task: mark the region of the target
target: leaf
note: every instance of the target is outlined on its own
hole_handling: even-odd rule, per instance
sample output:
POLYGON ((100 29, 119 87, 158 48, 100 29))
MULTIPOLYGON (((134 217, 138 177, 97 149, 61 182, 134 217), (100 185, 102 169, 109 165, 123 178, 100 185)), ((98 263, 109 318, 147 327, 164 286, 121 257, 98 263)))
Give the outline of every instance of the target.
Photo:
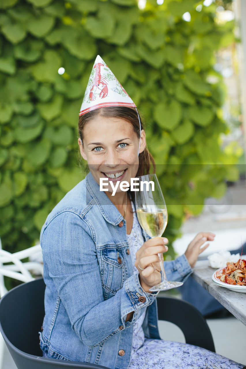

######

Copy every line of the records above without changing anything, but leave the picture out.

Correct answer:
task: mark the region of the target
target: leaf
note: every instance of the target is outlined on its own
hole_handling: even-odd rule, per instance
sample output:
POLYGON ((100 29, 119 87, 158 48, 100 29))
MULTIPOLYGON (((134 217, 138 177, 97 149, 61 182, 134 217), (100 185, 102 169, 109 165, 123 178, 100 185)), ((98 263, 109 318, 147 327, 164 286, 121 257, 98 263)))
Give the outline of every instance of the target.
Photo:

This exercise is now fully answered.